ASSIGNMENT — The result should be every line of the listing that holds the word "trim".
- - - - -
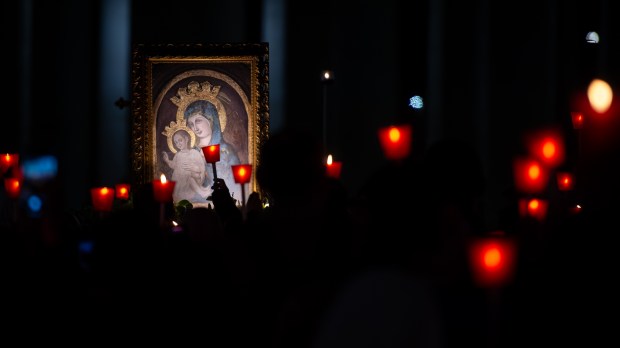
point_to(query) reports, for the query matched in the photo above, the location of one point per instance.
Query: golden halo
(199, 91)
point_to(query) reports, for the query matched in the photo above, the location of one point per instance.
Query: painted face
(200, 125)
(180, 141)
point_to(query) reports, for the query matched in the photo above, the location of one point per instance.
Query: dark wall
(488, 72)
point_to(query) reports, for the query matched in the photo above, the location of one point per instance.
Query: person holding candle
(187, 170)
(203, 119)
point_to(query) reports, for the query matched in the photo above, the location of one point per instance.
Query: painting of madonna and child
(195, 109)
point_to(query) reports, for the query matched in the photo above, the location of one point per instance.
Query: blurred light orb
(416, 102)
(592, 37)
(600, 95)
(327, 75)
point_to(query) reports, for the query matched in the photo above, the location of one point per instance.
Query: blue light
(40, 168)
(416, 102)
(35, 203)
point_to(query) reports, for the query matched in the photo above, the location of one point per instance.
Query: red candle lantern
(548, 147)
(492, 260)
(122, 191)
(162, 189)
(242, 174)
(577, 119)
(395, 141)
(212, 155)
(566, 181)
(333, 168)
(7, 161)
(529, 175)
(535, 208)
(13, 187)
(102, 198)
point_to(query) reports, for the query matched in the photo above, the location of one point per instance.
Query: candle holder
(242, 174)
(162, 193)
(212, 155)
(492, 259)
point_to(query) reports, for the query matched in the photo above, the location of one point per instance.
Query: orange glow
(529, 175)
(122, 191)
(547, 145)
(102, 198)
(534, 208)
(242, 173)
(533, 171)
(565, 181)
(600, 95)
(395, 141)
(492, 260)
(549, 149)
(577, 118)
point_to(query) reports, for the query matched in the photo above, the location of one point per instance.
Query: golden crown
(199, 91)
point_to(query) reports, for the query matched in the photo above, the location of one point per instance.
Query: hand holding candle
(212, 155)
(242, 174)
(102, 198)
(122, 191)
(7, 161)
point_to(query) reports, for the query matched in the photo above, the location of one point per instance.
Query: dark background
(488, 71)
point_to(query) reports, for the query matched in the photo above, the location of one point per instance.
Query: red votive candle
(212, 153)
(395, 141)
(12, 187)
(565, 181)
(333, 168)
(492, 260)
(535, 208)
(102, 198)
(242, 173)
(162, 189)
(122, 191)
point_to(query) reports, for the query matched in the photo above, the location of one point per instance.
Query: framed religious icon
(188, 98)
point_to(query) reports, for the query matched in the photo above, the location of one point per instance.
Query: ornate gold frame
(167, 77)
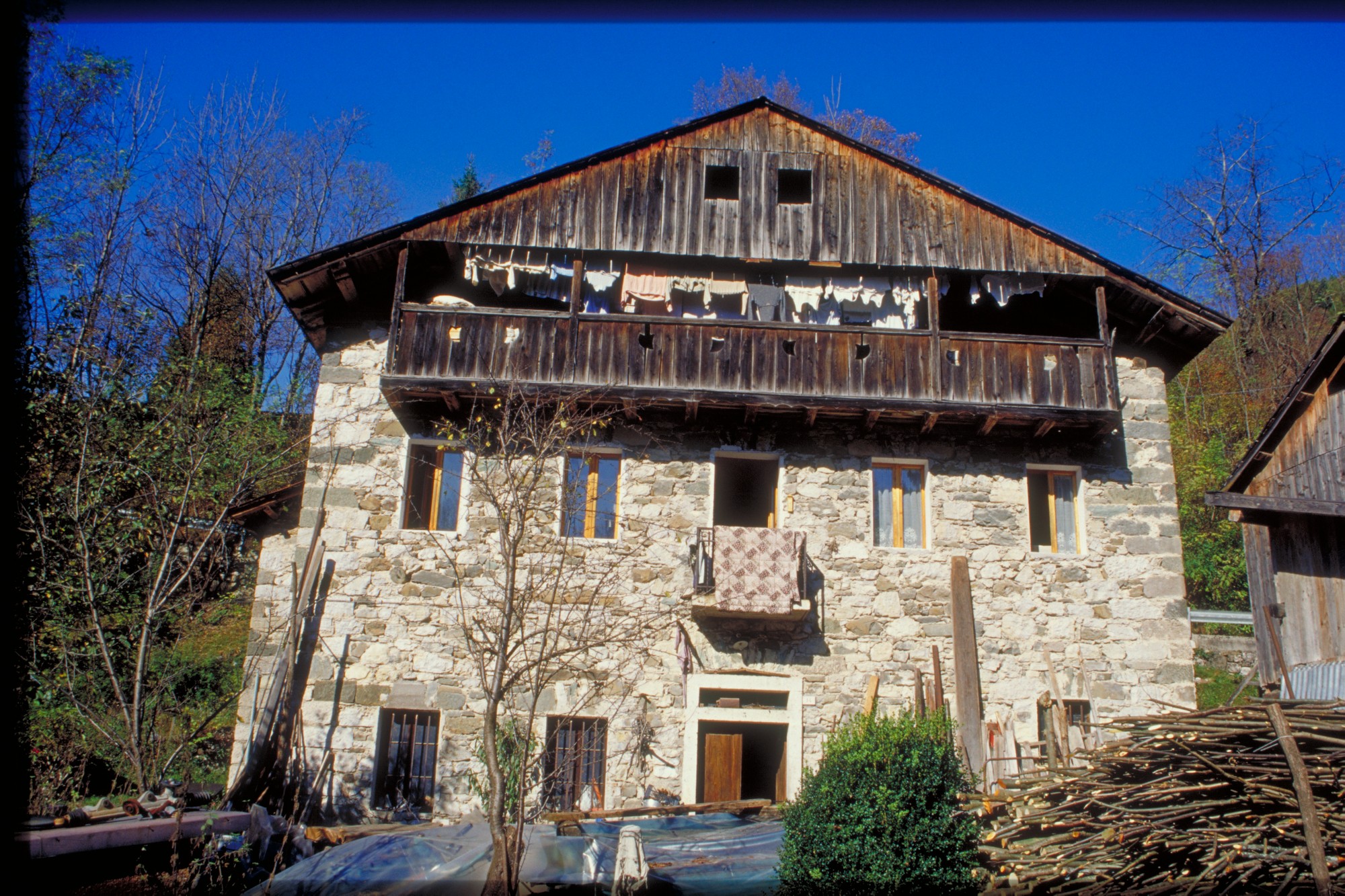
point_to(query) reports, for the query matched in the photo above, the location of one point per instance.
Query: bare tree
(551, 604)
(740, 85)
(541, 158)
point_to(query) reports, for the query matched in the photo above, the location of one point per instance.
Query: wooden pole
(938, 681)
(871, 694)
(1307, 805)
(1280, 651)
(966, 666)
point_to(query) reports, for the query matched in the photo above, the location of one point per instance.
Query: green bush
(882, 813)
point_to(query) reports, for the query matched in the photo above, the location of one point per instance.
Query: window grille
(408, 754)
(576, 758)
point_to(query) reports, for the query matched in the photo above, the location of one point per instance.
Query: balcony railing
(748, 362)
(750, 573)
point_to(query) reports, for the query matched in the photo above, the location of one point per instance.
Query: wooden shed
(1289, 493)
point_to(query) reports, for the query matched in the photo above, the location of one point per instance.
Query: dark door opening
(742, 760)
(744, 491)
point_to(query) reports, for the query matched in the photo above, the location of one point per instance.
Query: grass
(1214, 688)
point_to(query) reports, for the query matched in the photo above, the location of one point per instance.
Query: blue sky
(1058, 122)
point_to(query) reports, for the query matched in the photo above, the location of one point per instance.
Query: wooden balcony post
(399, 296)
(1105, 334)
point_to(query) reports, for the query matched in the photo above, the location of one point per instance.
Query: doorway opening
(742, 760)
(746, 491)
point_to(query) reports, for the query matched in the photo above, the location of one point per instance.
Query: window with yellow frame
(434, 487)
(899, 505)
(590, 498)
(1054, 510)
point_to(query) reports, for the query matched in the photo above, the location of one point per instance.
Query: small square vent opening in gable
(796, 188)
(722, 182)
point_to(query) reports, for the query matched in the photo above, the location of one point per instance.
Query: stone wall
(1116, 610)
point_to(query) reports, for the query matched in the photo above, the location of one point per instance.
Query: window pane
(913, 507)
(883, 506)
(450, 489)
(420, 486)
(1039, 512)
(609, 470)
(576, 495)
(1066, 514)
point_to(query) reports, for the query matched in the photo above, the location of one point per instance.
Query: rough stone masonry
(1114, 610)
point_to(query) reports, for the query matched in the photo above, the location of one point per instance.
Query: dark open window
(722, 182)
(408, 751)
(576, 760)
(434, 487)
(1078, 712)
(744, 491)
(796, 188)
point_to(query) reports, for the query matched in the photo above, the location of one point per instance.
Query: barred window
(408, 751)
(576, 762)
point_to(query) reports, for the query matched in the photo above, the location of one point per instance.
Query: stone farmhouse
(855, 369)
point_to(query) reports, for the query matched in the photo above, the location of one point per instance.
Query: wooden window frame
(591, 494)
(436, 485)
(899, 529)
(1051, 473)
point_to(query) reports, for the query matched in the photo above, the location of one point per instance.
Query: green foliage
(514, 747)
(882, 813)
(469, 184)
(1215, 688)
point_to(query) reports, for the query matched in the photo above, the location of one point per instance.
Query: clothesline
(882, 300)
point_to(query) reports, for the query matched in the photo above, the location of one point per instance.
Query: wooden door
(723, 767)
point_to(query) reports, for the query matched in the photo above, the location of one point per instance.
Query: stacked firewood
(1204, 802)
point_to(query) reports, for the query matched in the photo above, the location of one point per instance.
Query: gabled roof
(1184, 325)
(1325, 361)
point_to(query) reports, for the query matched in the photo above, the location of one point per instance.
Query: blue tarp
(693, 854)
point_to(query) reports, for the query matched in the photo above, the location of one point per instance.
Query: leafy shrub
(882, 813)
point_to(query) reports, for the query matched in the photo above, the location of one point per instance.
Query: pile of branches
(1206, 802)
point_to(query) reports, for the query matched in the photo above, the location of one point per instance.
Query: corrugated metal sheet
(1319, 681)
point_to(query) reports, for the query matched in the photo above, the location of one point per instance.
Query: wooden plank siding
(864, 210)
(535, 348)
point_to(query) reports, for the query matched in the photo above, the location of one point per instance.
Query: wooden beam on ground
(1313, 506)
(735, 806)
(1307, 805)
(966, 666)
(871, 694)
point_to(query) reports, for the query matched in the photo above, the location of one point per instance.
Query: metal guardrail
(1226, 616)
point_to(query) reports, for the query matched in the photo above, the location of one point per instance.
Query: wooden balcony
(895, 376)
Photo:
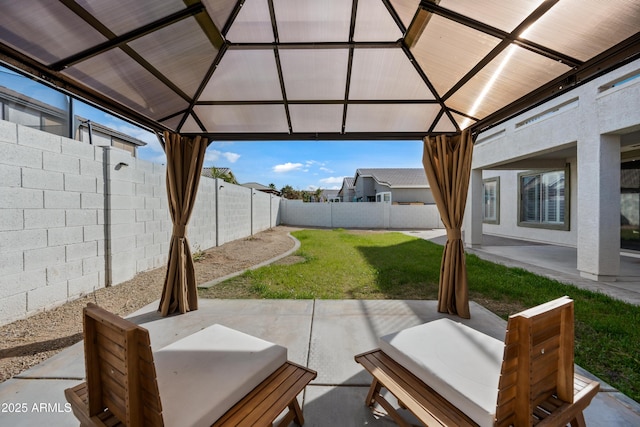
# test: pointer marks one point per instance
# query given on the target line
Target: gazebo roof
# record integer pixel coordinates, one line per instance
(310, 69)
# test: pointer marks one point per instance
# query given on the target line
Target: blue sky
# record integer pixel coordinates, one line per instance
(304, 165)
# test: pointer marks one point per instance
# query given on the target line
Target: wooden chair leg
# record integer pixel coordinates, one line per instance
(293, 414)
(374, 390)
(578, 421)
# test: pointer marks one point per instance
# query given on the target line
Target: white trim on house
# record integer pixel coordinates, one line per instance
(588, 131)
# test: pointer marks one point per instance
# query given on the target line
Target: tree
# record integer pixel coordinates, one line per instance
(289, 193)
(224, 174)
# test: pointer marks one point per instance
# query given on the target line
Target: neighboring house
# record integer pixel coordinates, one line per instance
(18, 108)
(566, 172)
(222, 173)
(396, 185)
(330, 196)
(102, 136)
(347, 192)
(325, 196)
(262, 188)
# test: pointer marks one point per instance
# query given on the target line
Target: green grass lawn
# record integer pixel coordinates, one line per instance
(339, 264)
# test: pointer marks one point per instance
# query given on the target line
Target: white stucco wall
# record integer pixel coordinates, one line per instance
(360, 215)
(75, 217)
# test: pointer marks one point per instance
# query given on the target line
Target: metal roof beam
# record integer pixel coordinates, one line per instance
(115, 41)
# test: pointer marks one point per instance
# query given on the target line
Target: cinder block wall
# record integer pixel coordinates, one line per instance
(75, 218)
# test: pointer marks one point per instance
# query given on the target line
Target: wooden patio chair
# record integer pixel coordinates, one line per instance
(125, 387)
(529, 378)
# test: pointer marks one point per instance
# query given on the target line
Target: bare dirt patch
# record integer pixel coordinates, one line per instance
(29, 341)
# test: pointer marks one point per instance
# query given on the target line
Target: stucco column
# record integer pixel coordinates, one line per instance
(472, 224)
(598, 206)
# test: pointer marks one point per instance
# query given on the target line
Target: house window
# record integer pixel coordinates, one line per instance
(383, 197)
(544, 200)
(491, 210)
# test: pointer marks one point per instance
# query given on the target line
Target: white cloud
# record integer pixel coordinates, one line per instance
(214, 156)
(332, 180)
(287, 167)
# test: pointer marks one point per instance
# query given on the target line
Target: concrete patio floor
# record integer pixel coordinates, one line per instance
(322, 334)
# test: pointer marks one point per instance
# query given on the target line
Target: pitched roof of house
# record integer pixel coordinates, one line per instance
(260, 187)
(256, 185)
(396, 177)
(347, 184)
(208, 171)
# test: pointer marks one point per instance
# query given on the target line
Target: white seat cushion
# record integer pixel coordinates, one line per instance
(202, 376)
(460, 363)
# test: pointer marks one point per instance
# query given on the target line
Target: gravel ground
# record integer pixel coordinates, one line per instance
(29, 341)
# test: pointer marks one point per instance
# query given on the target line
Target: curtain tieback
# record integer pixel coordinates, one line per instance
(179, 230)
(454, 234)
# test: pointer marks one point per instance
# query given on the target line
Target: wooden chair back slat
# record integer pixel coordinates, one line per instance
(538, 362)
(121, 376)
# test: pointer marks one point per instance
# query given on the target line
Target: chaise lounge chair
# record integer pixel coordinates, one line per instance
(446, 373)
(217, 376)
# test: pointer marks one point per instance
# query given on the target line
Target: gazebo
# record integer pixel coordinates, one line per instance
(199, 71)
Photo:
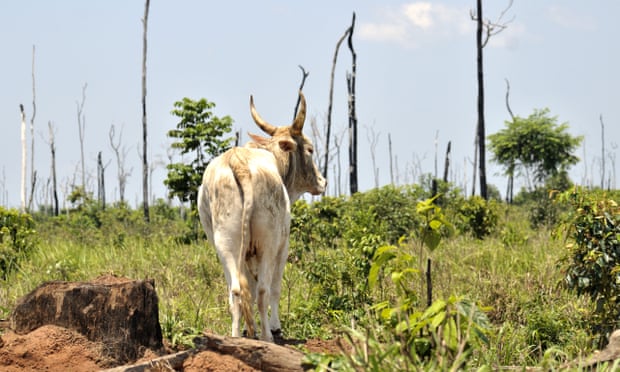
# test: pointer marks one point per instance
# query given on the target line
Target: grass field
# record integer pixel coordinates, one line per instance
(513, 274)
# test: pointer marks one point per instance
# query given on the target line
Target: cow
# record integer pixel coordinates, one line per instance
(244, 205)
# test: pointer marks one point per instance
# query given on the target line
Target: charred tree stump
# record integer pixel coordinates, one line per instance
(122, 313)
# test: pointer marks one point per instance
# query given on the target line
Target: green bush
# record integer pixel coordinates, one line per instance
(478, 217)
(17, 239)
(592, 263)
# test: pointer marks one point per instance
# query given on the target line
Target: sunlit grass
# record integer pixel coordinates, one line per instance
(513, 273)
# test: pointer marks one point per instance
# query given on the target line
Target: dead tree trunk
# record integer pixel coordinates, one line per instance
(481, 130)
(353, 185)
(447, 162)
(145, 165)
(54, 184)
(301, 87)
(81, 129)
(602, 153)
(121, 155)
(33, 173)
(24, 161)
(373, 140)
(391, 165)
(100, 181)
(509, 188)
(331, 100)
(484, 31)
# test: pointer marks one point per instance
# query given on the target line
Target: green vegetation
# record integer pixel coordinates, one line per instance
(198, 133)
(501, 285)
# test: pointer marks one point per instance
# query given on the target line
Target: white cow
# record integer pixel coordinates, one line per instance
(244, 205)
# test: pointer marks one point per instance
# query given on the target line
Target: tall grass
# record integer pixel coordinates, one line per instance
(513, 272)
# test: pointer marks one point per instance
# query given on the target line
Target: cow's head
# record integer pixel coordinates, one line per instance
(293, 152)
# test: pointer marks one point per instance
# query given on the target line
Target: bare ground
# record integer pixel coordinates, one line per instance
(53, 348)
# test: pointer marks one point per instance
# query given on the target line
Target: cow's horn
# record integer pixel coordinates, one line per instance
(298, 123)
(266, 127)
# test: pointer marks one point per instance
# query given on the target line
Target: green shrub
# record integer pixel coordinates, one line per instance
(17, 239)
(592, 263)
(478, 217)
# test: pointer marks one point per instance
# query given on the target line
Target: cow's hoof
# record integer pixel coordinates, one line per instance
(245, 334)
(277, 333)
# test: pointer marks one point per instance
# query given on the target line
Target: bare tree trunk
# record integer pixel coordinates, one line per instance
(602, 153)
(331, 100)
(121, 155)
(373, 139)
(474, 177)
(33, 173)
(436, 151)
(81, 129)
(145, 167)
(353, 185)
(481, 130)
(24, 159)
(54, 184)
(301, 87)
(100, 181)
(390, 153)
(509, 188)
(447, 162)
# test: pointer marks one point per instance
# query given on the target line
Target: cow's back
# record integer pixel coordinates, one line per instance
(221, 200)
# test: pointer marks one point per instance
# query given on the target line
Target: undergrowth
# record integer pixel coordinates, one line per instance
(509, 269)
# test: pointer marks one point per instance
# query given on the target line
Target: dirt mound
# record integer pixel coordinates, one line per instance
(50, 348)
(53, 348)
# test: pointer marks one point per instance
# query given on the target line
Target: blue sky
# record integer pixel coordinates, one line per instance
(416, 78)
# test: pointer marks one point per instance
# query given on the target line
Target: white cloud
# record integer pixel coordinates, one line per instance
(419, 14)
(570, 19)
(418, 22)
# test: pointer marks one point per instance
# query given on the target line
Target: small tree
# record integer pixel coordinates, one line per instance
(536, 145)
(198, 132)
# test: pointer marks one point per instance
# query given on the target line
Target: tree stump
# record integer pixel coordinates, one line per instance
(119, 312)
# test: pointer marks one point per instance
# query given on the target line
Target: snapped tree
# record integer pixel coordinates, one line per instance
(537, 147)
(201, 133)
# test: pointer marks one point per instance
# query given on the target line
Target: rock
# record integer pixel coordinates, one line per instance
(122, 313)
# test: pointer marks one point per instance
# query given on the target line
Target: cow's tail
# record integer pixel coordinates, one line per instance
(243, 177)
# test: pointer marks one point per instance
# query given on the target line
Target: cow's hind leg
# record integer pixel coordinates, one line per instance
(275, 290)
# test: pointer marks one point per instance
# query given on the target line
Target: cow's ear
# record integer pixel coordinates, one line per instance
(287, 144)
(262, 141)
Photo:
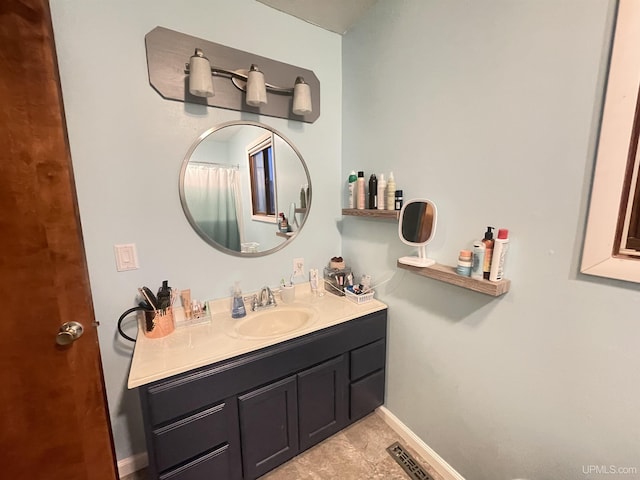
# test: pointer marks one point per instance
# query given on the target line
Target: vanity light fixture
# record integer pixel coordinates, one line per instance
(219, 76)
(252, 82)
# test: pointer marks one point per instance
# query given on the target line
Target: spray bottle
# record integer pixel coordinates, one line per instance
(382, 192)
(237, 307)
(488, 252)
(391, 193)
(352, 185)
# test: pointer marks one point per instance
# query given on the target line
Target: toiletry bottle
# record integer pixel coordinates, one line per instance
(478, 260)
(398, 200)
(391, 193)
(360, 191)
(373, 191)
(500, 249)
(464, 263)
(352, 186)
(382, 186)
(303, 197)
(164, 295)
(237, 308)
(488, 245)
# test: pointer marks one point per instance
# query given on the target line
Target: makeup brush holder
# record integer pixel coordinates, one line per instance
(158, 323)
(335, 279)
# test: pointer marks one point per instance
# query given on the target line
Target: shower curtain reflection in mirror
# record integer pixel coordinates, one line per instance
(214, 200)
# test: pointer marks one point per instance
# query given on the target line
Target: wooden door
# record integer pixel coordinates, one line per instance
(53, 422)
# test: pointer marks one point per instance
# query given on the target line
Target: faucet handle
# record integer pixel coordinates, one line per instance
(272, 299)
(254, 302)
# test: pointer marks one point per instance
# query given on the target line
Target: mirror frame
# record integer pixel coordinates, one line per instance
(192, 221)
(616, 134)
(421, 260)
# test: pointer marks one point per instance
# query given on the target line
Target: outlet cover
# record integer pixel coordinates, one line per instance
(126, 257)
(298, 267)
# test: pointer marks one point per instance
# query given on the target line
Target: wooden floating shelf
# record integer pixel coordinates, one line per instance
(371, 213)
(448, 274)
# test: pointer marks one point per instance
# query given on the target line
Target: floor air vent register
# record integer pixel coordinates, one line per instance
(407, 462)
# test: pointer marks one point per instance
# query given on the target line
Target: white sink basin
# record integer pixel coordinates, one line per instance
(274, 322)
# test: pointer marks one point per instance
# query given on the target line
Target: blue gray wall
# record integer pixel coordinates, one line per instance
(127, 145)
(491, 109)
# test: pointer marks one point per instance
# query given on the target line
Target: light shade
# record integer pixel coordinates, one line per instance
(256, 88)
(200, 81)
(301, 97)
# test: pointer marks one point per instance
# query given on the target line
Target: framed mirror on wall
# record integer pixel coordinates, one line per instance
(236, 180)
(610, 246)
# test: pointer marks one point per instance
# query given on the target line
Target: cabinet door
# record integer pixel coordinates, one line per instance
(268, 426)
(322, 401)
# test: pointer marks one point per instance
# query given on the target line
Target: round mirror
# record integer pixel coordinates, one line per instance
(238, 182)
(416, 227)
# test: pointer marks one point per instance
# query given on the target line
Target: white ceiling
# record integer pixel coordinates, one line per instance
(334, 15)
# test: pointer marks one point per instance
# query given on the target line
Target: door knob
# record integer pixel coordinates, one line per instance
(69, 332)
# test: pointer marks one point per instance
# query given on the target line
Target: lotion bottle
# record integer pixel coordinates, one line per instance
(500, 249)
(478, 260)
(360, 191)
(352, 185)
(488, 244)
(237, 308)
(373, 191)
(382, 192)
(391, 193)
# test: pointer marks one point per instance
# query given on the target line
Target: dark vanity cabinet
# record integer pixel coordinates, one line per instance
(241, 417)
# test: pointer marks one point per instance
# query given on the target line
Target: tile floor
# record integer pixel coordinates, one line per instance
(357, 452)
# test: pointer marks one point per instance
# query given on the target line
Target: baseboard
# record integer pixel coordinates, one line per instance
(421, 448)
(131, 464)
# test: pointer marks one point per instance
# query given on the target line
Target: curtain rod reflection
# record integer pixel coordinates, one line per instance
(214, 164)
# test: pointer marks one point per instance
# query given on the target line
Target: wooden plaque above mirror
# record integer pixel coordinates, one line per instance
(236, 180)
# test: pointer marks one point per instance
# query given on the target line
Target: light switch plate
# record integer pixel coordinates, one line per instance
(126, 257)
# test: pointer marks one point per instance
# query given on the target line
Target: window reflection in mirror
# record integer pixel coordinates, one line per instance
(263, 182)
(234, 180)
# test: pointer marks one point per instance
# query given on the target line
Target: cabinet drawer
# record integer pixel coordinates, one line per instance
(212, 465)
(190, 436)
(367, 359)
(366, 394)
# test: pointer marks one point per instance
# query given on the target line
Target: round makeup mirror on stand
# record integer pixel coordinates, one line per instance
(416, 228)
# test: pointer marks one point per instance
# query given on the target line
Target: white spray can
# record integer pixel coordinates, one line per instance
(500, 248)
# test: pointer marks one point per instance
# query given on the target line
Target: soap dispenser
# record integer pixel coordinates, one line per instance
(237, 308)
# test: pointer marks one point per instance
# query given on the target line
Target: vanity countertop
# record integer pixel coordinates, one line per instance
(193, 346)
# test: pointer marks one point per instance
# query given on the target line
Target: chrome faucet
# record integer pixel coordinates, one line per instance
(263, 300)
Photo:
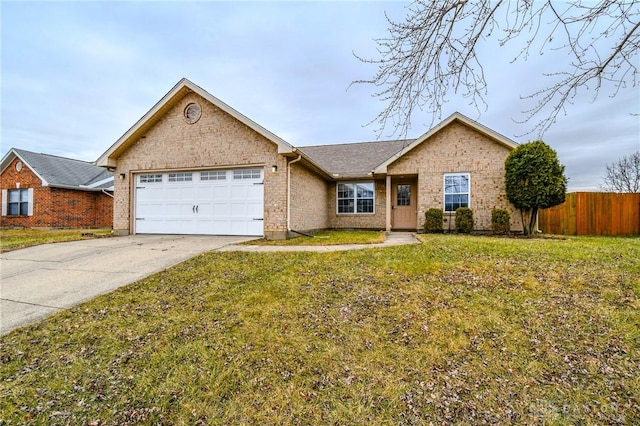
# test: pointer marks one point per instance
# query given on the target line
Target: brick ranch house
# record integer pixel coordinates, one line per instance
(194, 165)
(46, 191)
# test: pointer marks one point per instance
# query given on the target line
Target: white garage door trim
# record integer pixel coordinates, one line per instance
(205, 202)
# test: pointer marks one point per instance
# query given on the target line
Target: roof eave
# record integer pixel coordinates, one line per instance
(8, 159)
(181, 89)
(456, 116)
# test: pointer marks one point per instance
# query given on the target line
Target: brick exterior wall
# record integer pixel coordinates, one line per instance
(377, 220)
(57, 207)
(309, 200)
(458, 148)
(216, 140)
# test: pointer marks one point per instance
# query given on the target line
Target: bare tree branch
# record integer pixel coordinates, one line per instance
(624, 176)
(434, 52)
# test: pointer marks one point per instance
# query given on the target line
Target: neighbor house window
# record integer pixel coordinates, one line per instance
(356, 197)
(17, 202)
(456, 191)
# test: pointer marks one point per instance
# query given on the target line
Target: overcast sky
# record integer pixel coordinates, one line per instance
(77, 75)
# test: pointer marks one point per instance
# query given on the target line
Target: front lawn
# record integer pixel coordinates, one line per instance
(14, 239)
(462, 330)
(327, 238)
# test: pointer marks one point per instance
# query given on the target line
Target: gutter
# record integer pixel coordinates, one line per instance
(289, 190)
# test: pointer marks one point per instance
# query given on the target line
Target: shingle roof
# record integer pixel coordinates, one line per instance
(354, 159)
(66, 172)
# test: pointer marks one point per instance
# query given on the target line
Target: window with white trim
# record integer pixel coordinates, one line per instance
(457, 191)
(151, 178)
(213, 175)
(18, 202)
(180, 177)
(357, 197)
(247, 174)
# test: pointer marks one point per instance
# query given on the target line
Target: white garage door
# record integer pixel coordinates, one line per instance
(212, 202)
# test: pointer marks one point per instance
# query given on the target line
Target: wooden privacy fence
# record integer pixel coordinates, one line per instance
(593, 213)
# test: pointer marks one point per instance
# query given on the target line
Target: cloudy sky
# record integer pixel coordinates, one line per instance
- - - - -
ANSWER TO THIS EXERCISE —
Target: white trim on house
Target: white garage door trim
Target: window with white trim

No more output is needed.